[Esercizi da svolgere]
1. Traduci in inglese questa frase della pagina sugli animali domestici: «Nella memoria resta solo quel balzo e quel guaito né molto di più rimane dei grandi amori quando non siano disperazione e morte.»
2. Rispondi alle seguenti domande sulla pagina dedicata agli animali domestici.
(a) Secondo la pagina, chi suggerisce che cani e gatti possono far parte della nostra memoria anche più degli umani?
(b) A quale piano abitava la voce dei versi citati nei suoi primi anni?
(c) Come si chiamava il cagnetto ricordato nei versi?

[Pagina]
Gli animali domestici hanno ispirato non solo autori di romanzi gialli o affini, ma notoriamente hanno offerto materia pressoché infinita per poeti e versificatori di ogni epoca e latitudine, da Baudelaire a Pascoli, da Neruda a D’Annunzio, da Eliot a Borges, per limitarsi ai primi nomi che ci sovvengono. I gatti e i cani che abbiamo avuto o che abbiamo conosciuto fanno parte della nostra memoria tanto quanto gli umani, a volte anzi – come suggerisce Eugenio Montale – anche di più:
Nei miei primi anni abitavo al terzo piano
e dal fondo del viale di pitòsfori
il cagnetto Galiffa mi vedeva
e a grandi salti dalla scala a chiocciola
mi raggiungeva. Ora non ricordo
se morì in casa nostra e se fu seppellito
e dove e quando. Nella memoria resta
solo quel balzo e quel guaito né
molto di più rimane dei grandi amori
quando non siano disperazione e morte.

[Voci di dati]

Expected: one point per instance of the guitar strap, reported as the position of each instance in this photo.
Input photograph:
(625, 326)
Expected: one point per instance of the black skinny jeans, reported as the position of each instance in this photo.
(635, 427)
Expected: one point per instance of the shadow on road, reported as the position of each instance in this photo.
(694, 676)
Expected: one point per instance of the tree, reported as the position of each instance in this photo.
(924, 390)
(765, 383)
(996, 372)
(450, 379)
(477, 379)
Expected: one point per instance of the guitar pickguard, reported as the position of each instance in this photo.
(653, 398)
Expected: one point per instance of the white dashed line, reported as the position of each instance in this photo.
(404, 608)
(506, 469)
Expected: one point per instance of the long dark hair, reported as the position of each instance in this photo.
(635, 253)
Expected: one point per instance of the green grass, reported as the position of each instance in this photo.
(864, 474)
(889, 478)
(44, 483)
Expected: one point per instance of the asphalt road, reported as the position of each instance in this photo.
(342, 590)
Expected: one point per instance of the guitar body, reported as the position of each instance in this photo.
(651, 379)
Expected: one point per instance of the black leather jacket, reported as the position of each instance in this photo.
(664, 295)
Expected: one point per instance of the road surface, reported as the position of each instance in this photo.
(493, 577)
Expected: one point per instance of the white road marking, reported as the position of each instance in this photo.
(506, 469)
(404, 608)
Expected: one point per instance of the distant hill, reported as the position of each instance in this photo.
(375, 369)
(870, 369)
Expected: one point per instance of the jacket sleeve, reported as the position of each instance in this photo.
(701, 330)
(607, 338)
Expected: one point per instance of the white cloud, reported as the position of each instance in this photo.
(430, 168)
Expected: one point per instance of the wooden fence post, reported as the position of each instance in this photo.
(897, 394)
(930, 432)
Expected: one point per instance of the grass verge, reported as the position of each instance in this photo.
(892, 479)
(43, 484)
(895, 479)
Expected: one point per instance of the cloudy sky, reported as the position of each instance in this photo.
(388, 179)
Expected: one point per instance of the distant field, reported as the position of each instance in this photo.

[Le soluzioni]
1. In memory there remains only that leap and that yelp, nor does much more remain of great loves when they are not despair and death.

2.
(a) Eugenio Montale.
(b) Al terzo piano.
(c) Galiffa.